SELECTED EXTRACT:
____

Around this point, she actually turned around, with the support of my palm under her paws, facing away from the trunk and down the branch toward the top of the shed roof, which would have been reachable. Instead, she kept turning until she was exactly in the original position, yelling at me like it was my fault. If I wasn’t scared myself, I would have found it as amusing then as I do now.

My partner, who stayed around to steady the ladder, shouted up, “She wants to come down the branch to the roof! I have an idea!” She had me climb all the way down, and then she ran off to the porch, returning with a lounge chair cushion. It was one of those long ones with the bend in the middle, with the long part for the legs and the short one for the back.

I somehow took it and climbed back up all the way, again using my right arm as my trunk anchor. At first, I held up the cushion for her to jump on, and again, she didn’t take the invite. Considering I was using one had to hold the cushion, it probably would have flipped if she jumped on it, so again her kitty wits were wise. When this did not work, my partner suggested that I flatten out the long cushion on the branch below. She posited that it may give her a false sense of ground. I was not sure it would work, but I have long-time learned if she suggests it, there’s a chance it will.

About a minute after I laid the cushion out, the cat got up, turned around, and started cautiously walking down the branch. As she moved, I stretched the cushion as far as I could without either dropping it or myself. By the time she reached the end of the cushion below her, she was just a few feet above the shed roof. I figured she’d jump onto it, and then to the ground, as it was still about 10 feet up.

But el gato had other plans. When she reached the point past the cushion, she launched herself into the air over the roof and to the point beyond in the alley, where I could not see. Scared the crap out of me for her, as it seems such a height and distance.

____

RECORDS FOR THIS TASK:
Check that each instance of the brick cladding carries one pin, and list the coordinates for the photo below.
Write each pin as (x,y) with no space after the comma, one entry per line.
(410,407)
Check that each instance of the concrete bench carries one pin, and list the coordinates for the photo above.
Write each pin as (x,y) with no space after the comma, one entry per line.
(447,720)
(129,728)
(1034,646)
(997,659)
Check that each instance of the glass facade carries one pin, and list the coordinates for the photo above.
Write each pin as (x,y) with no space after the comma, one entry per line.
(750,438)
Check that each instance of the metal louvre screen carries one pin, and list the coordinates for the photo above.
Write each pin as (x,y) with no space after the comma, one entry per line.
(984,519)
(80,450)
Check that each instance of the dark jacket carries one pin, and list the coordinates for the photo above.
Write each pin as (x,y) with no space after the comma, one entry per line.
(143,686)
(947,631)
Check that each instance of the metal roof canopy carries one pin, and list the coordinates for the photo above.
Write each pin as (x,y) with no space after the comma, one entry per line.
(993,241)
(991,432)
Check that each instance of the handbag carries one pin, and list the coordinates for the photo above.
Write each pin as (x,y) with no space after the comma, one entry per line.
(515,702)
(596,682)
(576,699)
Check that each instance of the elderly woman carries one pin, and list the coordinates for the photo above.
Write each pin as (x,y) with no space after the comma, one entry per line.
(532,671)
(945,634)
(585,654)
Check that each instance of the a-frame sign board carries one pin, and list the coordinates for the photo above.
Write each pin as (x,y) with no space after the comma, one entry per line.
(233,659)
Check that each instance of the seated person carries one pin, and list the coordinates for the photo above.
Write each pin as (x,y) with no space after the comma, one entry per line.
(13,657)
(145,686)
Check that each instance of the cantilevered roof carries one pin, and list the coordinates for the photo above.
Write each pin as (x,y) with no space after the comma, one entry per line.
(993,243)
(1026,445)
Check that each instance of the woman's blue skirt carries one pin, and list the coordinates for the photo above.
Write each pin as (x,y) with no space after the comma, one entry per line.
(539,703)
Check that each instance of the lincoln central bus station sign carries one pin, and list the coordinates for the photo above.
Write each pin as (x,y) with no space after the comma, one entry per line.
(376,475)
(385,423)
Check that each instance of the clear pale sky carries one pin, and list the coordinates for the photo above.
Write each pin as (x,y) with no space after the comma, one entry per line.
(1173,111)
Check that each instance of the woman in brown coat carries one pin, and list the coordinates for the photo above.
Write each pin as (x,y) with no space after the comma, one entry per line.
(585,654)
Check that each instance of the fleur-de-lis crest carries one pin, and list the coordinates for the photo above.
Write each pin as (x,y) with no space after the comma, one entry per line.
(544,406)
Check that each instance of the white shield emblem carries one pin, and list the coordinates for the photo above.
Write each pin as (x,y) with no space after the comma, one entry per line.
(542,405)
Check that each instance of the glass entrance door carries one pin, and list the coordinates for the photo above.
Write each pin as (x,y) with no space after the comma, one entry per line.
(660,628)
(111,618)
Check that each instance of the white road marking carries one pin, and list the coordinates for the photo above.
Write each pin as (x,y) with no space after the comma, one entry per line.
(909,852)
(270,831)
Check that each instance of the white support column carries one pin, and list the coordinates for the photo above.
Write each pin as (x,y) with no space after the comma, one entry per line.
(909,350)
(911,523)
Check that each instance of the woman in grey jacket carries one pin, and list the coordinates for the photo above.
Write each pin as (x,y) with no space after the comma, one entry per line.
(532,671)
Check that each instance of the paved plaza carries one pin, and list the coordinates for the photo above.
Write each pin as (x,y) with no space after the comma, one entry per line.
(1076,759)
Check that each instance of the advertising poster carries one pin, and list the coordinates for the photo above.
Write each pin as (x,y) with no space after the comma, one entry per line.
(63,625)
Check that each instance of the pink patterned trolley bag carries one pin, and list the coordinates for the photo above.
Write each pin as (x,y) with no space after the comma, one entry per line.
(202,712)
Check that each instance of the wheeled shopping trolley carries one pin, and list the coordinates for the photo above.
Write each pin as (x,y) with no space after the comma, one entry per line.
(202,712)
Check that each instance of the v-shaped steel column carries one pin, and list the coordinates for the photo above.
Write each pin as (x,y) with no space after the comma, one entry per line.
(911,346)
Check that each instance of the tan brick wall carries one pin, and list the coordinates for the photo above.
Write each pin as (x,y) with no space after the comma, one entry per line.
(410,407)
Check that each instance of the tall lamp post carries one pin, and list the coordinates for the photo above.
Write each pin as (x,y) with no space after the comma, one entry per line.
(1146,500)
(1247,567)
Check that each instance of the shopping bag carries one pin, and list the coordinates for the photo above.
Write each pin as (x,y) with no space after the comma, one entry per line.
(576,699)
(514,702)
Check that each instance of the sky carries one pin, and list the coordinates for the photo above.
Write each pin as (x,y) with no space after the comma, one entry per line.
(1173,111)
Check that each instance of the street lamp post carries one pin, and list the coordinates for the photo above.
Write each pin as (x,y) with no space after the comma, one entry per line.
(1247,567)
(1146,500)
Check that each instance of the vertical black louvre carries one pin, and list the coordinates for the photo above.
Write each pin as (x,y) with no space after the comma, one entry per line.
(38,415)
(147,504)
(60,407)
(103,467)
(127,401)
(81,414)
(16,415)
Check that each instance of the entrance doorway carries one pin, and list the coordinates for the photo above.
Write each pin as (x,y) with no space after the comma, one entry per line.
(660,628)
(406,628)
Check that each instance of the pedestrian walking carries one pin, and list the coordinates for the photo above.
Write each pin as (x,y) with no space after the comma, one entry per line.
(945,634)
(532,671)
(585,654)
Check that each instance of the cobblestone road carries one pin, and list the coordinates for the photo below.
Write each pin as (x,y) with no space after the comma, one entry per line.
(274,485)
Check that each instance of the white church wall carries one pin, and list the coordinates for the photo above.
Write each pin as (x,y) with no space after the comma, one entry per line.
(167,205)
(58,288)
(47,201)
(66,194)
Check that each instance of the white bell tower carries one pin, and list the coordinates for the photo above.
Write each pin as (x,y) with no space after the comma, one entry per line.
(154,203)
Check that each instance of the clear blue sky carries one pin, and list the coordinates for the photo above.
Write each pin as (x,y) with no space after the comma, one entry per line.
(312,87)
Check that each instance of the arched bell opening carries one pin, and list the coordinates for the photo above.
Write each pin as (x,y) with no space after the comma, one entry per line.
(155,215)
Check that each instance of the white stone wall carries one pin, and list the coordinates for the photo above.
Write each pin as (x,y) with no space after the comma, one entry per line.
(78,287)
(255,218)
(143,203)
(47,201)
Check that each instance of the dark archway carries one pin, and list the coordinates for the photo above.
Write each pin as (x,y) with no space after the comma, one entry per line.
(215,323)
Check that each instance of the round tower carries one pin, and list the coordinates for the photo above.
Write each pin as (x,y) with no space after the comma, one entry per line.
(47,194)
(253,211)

____

SET TASKS:
1. In the cat-rescue account, why did the partner suggest flattening the long cushion out on the branch below the cat?
2. Pull out every line of the records above that contains the word "louvre".

RESULTS OF THE TASKS:
1. She thought the flattened cushion might give the cat a false sense of ground. This came after the cat refused to jump onto the cushion when it was held up.

2.
Check that each instance of the metal louvre screen carries one pin, and list the coordinates for the photo above.
Check that each instance of the vertical black louvre carries one pin, and list the coordinates for the photo above.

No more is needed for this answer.